--- START ---

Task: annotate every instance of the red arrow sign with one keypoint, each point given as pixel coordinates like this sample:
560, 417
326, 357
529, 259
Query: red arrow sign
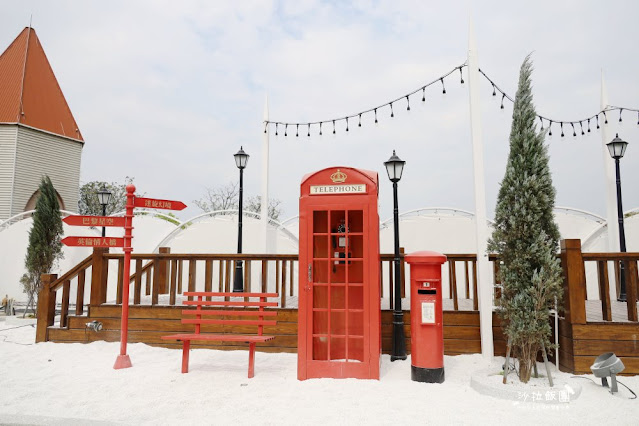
152, 203
93, 221
93, 242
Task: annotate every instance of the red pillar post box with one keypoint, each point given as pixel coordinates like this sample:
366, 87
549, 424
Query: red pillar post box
427, 318
339, 303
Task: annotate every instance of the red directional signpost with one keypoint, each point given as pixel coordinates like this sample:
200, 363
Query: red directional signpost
123, 360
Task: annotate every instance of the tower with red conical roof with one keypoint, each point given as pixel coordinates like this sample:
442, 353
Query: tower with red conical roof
38, 133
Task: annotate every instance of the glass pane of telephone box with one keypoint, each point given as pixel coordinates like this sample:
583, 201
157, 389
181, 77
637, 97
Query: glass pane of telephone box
319, 274
320, 221
355, 221
338, 221
320, 296
320, 246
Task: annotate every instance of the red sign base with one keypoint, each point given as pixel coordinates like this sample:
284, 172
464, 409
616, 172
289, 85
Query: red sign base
122, 361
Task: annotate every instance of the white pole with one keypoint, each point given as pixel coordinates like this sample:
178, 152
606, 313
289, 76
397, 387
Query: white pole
265, 164
484, 284
609, 176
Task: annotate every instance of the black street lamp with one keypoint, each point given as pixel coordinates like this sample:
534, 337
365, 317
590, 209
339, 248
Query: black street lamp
617, 149
394, 168
104, 196
241, 158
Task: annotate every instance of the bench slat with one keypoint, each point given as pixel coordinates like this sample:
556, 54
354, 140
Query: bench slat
229, 303
229, 313
228, 294
229, 322
219, 337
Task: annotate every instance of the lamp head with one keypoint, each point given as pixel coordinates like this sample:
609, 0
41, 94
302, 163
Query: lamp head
241, 158
394, 167
617, 147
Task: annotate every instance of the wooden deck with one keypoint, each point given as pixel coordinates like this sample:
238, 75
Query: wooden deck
587, 329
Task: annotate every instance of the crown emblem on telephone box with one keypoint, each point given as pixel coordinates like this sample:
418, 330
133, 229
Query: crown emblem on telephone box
338, 176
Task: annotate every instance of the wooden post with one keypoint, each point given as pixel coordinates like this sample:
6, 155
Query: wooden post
99, 275
46, 307
163, 266
572, 264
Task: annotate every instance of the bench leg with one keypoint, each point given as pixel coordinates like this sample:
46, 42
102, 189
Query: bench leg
186, 345
251, 360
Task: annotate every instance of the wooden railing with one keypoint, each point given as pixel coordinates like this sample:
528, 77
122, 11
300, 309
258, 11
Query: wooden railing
162, 278
574, 264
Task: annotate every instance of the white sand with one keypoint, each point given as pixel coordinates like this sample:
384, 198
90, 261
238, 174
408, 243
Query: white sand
54, 383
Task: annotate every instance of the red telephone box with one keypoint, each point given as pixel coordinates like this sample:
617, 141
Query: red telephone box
339, 304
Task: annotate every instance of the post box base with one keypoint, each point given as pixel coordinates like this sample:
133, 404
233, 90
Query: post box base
427, 375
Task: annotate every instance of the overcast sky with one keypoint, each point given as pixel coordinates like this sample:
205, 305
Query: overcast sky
167, 91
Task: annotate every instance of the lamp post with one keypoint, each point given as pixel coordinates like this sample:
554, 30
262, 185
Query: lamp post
104, 196
617, 149
241, 158
394, 168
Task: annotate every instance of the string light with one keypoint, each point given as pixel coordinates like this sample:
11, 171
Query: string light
440, 79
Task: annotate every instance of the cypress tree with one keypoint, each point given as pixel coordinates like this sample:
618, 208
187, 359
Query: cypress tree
525, 235
45, 247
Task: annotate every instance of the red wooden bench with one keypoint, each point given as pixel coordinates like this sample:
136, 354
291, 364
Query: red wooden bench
220, 317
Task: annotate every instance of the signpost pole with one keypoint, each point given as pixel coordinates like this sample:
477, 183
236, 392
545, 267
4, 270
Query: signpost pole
123, 360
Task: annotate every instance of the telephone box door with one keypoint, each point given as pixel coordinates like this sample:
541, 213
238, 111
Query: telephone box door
339, 296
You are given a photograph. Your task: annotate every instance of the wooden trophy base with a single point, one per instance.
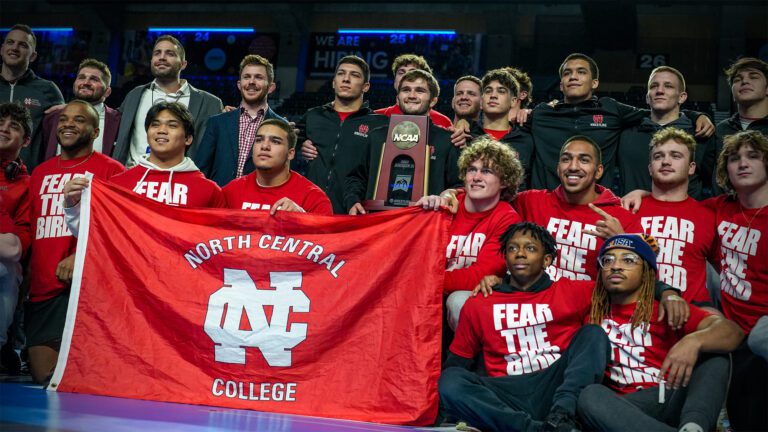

--- END ---

PROBLEM DESCRIPTION:
Please transcribe every record above exactly as written, leaving out the pictures.

TASK RESULT:
Task: annotate every instance of the red arrow sign with one keypoint, each point given as pixel coordinates like this sample:
560, 417
326, 357
529, 259
Query: red arrow sign
152, 203
93, 221
93, 242
Task: annotate every instance of the red pillar post box with one keypoint, each point given as pixel coordinates like this sample:
366, 87
549, 424
Query: red pillar post box
427, 318
339, 303
Task: annotate every instance of the red directional signpost with one keypoint, each point given as pixel coordinates like this sample:
200, 363
Query: red directional signpost
123, 360
Task: annotate every instance of the tower with red conical roof with one keypoint, each point given as pixel coordinates like this sample:
442, 353
Query: tower with red conical roof
38, 133
Task: annotate every instance of the glass pane of telephone box with one keypoint, each point given as pixel coordinates like this sample:
583, 201
157, 389
181, 77
637, 97
Query: glass pane of telephone box
319, 274
320, 221
355, 221
338, 221
320, 296
320, 246
Task: annotate every instance of the red sign base with one keypoint, each point given as pixel coordinates like this sample:
284, 172
464, 409
616, 172
289, 85
Query: red sign base
122, 361
Task: annotate every instance of the white pole with one keypoint, each point given as pixel coordinates like this sample:
178, 152
606, 313
289, 76
397, 387
Query: white pole
265, 164
484, 284
609, 176
Task: annotate every instance of the black street lamp with one keypoint, each point given as pixel coordinates like this sample:
534, 337
365, 317
590, 209
339, 248
Query: black street lamp
617, 149
394, 168
104, 196
241, 158
Task: annotate every instance of the bench slat with one keypoint, each point given as pixel coordinates like this sample:
556, 54
354, 140
Query: bench slat
229, 303
229, 313
228, 294
229, 322
219, 337
Task: annotate every instance of the lamp head with one keypoint, each point given as pixel coordinates like this sample:
609, 0
41, 94
302, 163
Query: lamp head
241, 158
394, 167
617, 147
Task: annotate every instance of the wooden deck with one keypoint, each point given as pixel coordinates like this sample:
238, 75
Query: wooden deck
587, 329
Task: annotate every instance of the crown emblem on telephone box with one keypoint, each point given as pixel coordinates like this sample:
418, 330
133, 229
Query: crown emblem on telephone box
338, 176
Task: annotate every instance of the wooden post with one keypoint, each point given as pixel coordinates like this sample:
6, 155
Query: wooden post
99, 275
46, 307
163, 266
572, 264
Task: annotate every instance of the bench leg with one keypoint, each point given as pixel coordinates like this sample:
46, 42
102, 189
Query: bench leg
186, 345
251, 360
Task: annotate every instance of the wooden railing with one keypoint, each point given as pixel coordinates like this sample:
528, 77
122, 11
300, 309
258, 11
Query: wooden railing
162, 278
574, 264
Task: annotate every instance of the white sand with one keypoint, each point given as pixel coordinates like this sample:
384, 198
90, 261
238, 174
408, 243
Query: white sand
54, 383
Task: annotate every instance of the red telephone box with one keypoint, each point given as pixel coordinates like this sample:
617, 141
Query: red telephone box
339, 304
Task: annotate every instance of the post box base with one keypoint, each point given as pixel coordinates like this sample:
133, 404
233, 90
Query: post box base
427, 375
Task: annotate every instance of the overcast sky with one keypoint, each point given as pixel coordinates like this sample:
205, 305
Query: overcast sky
167, 91
Task: annotate every instance of the lamp post with one keypoint, each point given as pixel coordinates like this sample:
554, 30
262, 185
Query: lamp post
104, 196
617, 149
241, 158
394, 168
Task: annotate every instance of the string light with one keypoint, each point given as pixel coordinates like this sample:
11, 171
Query: string light
440, 79
Task: annotate every instance of the cypress tree with one keypoint, each point given as pixel coordinates like this sample:
618, 208
187, 359
Query: cypress tree
525, 235
45, 247
Task: annotate every instance of the red wooden bench with one keypoint, each point given as pixel coordinates like this sample:
136, 354
291, 364
Query: red wooden bench
220, 317
Task: annotate every instance of the signpost pole with one keypoint, each point given as pixel coordinates like this sample:
477, 183
236, 392
545, 267
4, 270
Query: signpost pole
123, 360
Task: annotate every instance of the telephone box door with one keypoint, each point given as pixel coordinates like this sample:
541, 213
238, 111
Query: telephone box door
339, 296
You are given a photograph. Your task: annotate every instance of the wooden trophy base with a single point, one per instance.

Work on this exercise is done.